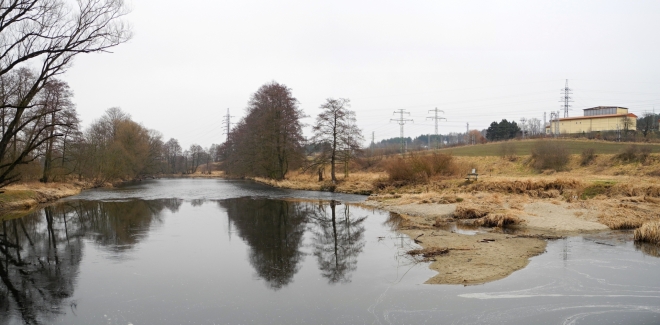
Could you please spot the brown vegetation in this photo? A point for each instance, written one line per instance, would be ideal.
(498, 220)
(634, 153)
(549, 155)
(648, 233)
(419, 168)
(469, 211)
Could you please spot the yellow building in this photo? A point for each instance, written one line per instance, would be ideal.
(601, 118)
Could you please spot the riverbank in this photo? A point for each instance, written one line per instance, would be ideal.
(25, 196)
(442, 215)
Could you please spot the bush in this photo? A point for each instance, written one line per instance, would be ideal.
(549, 155)
(588, 156)
(419, 168)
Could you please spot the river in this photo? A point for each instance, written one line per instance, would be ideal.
(208, 251)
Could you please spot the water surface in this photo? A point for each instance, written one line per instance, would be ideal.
(230, 252)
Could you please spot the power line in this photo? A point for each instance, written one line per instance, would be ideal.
(566, 98)
(436, 119)
(402, 122)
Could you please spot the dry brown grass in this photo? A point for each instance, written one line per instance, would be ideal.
(534, 187)
(631, 190)
(470, 211)
(648, 249)
(498, 220)
(621, 218)
(419, 168)
(648, 233)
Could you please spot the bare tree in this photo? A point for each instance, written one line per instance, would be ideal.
(336, 134)
(46, 34)
(646, 123)
(55, 102)
(268, 141)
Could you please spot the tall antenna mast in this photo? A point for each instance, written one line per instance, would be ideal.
(566, 98)
(401, 122)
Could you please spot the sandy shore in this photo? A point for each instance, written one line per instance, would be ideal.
(480, 255)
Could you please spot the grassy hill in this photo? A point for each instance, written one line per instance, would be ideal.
(524, 147)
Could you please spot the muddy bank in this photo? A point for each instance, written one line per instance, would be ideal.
(473, 255)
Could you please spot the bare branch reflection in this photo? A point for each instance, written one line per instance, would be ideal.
(274, 231)
(337, 240)
(40, 253)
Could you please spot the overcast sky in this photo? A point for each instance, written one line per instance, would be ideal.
(479, 61)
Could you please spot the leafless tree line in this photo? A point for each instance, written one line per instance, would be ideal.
(38, 41)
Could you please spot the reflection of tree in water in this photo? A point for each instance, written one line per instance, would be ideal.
(40, 253)
(337, 241)
(274, 231)
(118, 225)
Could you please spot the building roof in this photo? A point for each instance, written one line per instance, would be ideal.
(601, 107)
(597, 116)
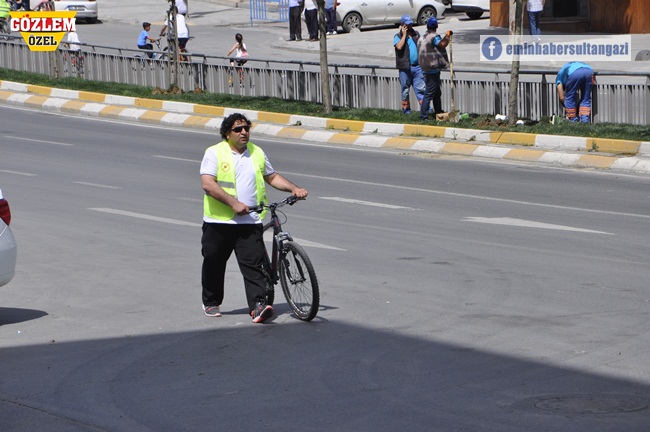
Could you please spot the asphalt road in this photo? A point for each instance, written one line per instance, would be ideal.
(457, 295)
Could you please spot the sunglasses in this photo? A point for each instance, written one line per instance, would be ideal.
(238, 129)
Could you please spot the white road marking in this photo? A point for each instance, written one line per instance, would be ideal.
(146, 217)
(180, 159)
(19, 173)
(267, 235)
(41, 141)
(456, 194)
(191, 199)
(367, 203)
(97, 185)
(529, 224)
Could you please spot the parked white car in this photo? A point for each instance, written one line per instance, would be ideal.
(473, 8)
(8, 249)
(353, 14)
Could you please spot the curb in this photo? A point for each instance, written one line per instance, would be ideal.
(549, 149)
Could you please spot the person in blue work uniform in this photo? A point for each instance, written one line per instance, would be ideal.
(406, 59)
(574, 82)
(432, 57)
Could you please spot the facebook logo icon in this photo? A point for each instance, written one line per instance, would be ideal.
(491, 48)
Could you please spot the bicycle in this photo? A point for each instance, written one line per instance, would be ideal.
(145, 56)
(290, 264)
(171, 48)
(76, 60)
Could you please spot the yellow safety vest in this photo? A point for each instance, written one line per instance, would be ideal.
(225, 178)
(4, 9)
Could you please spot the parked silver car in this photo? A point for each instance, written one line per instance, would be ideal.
(473, 8)
(8, 248)
(353, 14)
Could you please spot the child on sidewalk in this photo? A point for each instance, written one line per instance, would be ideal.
(241, 54)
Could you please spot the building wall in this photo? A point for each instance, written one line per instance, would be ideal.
(604, 16)
(622, 16)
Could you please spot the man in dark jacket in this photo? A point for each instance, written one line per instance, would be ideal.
(406, 58)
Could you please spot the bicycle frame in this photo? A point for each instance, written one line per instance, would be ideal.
(290, 265)
(279, 237)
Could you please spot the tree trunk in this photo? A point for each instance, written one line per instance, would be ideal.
(516, 18)
(325, 76)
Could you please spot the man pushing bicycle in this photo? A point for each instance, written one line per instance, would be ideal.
(234, 174)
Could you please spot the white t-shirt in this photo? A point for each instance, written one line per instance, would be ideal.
(244, 182)
(181, 6)
(71, 39)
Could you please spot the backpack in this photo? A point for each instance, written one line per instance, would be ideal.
(430, 57)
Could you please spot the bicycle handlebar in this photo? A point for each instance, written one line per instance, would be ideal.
(291, 200)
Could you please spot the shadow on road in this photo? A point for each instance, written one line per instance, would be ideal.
(321, 376)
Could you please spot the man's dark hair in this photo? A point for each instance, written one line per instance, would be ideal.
(227, 123)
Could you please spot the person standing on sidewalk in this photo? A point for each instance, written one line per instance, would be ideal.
(233, 176)
(575, 78)
(311, 19)
(295, 19)
(535, 8)
(432, 57)
(406, 59)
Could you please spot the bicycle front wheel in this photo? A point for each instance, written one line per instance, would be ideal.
(298, 280)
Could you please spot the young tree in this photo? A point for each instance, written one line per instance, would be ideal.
(516, 18)
(325, 76)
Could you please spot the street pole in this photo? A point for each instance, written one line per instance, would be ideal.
(516, 17)
(324, 67)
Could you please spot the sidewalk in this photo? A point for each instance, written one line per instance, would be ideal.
(560, 151)
(372, 43)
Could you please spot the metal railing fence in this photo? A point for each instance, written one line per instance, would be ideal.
(617, 97)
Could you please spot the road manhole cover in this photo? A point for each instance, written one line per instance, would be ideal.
(591, 404)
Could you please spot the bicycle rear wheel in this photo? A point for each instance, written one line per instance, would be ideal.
(299, 283)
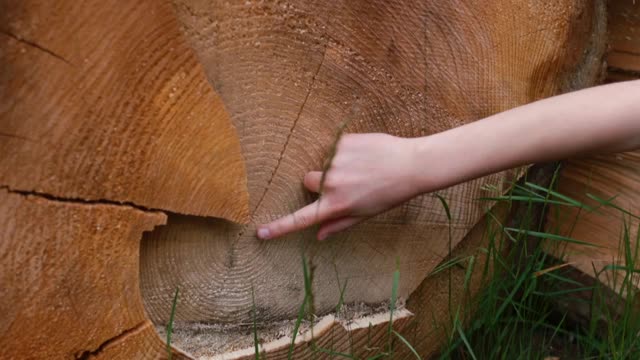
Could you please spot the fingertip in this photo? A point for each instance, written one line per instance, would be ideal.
(264, 233)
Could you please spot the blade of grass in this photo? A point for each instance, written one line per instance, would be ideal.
(550, 236)
(407, 344)
(255, 325)
(394, 298)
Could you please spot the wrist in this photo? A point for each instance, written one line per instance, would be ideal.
(427, 157)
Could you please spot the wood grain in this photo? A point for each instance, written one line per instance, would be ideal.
(104, 100)
(363, 338)
(289, 74)
(605, 176)
(70, 285)
(624, 36)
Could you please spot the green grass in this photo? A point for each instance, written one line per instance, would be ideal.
(170, 324)
(517, 315)
(525, 307)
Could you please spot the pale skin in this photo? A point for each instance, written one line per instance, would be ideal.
(371, 173)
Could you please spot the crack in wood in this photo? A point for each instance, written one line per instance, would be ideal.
(87, 354)
(626, 52)
(14, 136)
(34, 45)
(293, 126)
(76, 200)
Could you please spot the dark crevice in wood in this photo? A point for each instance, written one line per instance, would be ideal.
(293, 126)
(79, 201)
(34, 45)
(627, 72)
(88, 354)
(14, 136)
(626, 52)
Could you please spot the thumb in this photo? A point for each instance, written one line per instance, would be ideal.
(336, 225)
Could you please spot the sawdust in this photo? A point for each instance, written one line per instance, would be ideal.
(207, 340)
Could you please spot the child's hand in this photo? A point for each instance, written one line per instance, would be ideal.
(370, 173)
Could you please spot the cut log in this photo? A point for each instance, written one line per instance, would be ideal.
(609, 177)
(105, 100)
(624, 37)
(291, 74)
(69, 280)
(105, 115)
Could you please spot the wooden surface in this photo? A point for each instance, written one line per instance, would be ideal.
(363, 339)
(606, 176)
(624, 37)
(105, 111)
(289, 75)
(105, 100)
(69, 280)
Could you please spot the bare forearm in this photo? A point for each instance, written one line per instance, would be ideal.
(602, 119)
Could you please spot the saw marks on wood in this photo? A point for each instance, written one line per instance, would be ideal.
(105, 100)
(69, 274)
(606, 176)
(624, 36)
(290, 74)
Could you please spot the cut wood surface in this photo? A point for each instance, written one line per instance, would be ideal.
(290, 74)
(605, 176)
(363, 338)
(105, 100)
(69, 280)
(624, 36)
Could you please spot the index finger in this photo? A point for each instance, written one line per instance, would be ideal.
(309, 215)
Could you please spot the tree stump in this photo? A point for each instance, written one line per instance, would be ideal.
(108, 127)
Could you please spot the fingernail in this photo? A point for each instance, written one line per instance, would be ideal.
(263, 233)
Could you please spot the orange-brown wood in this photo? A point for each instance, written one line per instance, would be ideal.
(105, 100)
(69, 279)
(624, 36)
(291, 74)
(606, 176)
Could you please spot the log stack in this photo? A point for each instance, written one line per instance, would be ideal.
(608, 183)
(141, 142)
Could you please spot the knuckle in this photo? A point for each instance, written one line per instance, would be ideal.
(300, 220)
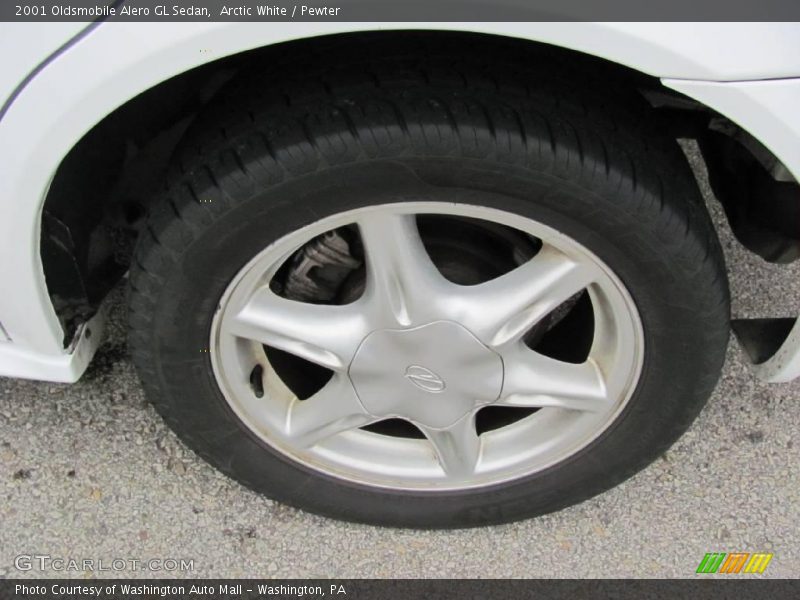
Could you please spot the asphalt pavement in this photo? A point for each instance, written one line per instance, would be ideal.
(89, 471)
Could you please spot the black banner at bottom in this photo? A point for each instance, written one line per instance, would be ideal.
(404, 589)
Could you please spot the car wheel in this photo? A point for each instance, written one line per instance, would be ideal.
(437, 305)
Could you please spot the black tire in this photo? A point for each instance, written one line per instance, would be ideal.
(259, 164)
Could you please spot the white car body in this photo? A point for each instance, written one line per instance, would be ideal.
(58, 80)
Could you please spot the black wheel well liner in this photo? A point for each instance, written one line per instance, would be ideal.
(100, 192)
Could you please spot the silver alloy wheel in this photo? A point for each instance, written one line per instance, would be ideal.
(417, 347)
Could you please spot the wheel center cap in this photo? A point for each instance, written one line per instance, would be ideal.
(433, 374)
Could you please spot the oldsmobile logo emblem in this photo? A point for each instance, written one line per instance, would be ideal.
(424, 379)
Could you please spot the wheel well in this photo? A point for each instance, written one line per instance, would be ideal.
(101, 191)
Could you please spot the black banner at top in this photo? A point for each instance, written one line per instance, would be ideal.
(398, 10)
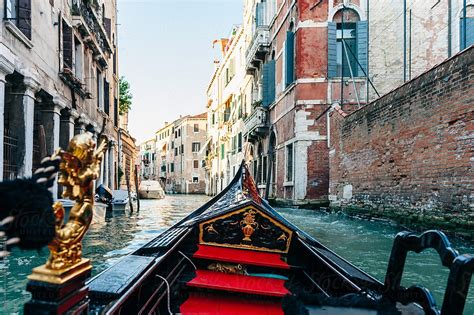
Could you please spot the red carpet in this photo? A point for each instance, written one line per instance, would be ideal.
(240, 256)
(208, 305)
(239, 283)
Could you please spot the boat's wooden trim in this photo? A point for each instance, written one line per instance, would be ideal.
(144, 276)
(206, 228)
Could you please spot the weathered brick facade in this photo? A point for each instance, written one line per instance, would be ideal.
(410, 154)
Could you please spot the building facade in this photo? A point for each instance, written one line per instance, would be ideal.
(229, 95)
(58, 78)
(175, 156)
(305, 58)
(185, 173)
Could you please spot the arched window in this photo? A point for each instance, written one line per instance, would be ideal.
(347, 44)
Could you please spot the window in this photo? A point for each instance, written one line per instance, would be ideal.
(100, 90)
(19, 13)
(346, 61)
(347, 44)
(196, 147)
(78, 55)
(106, 97)
(239, 142)
(67, 46)
(289, 162)
(466, 28)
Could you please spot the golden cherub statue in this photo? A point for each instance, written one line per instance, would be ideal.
(80, 166)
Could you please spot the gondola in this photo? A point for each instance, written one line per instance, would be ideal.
(237, 255)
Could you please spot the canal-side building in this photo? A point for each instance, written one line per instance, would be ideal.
(163, 139)
(148, 167)
(128, 159)
(186, 155)
(300, 70)
(229, 99)
(58, 78)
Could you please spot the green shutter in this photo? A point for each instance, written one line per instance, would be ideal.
(362, 42)
(268, 83)
(332, 50)
(290, 58)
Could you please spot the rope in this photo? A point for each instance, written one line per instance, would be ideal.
(168, 293)
(189, 259)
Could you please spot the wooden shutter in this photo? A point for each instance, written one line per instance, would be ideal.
(106, 97)
(362, 42)
(67, 45)
(469, 33)
(268, 83)
(259, 14)
(290, 58)
(24, 17)
(332, 50)
(108, 27)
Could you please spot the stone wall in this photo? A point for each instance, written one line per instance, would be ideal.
(409, 155)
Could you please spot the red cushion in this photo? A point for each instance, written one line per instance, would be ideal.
(206, 305)
(239, 283)
(241, 256)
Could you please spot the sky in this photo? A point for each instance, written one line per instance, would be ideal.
(166, 54)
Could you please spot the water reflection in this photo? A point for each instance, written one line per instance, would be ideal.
(366, 244)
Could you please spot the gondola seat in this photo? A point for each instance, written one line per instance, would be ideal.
(239, 283)
(209, 304)
(241, 256)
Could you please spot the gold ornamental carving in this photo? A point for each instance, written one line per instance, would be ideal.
(79, 167)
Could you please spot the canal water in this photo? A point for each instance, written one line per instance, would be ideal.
(367, 244)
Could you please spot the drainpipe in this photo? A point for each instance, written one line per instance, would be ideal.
(367, 52)
(464, 17)
(404, 40)
(450, 4)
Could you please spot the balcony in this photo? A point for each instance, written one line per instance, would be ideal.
(93, 32)
(260, 44)
(257, 124)
(258, 48)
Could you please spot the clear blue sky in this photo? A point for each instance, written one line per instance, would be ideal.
(166, 54)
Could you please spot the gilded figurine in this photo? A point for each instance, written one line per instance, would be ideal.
(79, 167)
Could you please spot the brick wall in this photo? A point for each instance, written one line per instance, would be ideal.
(410, 155)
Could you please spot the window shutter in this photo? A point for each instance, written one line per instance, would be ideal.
(362, 42)
(268, 83)
(108, 27)
(332, 50)
(24, 17)
(469, 33)
(67, 45)
(290, 58)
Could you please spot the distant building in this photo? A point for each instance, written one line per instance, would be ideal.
(229, 103)
(147, 160)
(58, 78)
(176, 155)
(185, 173)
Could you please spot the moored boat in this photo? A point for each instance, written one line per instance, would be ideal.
(150, 189)
(237, 255)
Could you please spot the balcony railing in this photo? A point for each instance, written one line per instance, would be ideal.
(91, 28)
(260, 44)
(257, 124)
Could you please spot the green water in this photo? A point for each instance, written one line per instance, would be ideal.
(366, 244)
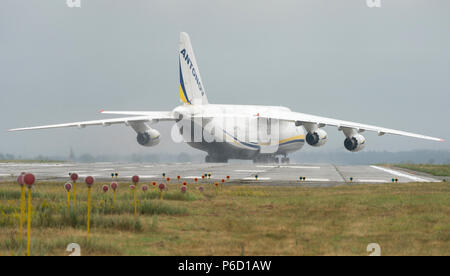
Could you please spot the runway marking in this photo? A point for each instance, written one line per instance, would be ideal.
(400, 174)
(259, 178)
(317, 179)
(289, 167)
(192, 177)
(249, 171)
(371, 180)
(141, 176)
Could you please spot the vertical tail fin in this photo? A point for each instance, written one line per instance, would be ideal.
(192, 90)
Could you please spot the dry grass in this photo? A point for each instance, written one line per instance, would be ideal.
(405, 219)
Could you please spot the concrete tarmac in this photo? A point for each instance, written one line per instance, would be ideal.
(243, 174)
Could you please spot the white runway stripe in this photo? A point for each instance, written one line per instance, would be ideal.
(317, 179)
(400, 174)
(371, 180)
(259, 178)
(249, 171)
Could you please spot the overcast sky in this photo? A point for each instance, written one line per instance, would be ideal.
(387, 66)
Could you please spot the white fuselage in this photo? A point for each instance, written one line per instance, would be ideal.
(236, 131)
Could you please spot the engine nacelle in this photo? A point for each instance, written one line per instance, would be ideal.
(149, 138)
(355, 143)
(317, 138)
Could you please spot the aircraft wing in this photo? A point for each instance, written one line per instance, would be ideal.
(302, 118)
(127, 120)
(156, 115)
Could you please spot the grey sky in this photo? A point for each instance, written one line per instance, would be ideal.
(388, 66)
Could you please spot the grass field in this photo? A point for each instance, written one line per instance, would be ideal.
(404, 219)
(437, 170)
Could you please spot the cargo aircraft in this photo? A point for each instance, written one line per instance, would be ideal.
(251, 132)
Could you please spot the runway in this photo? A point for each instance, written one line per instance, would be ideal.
(243, 174)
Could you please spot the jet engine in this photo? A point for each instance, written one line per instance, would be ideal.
(355, 143)
(317, 138)
(149, 138)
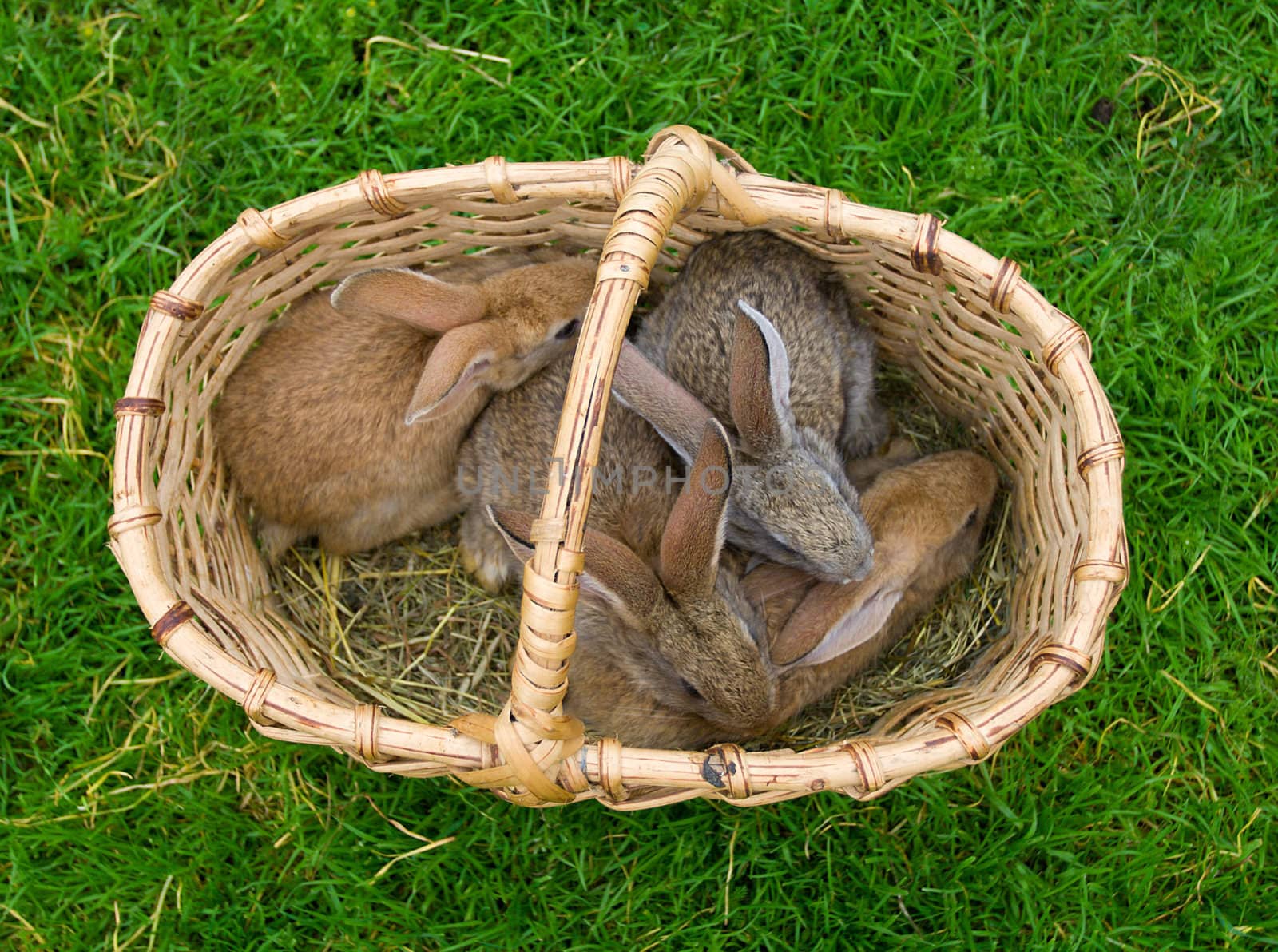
========================================================================
Please count the lines in the data above that contain the string "aircraft", matching case exactly. Reply with the number alone.

**Task output:** 2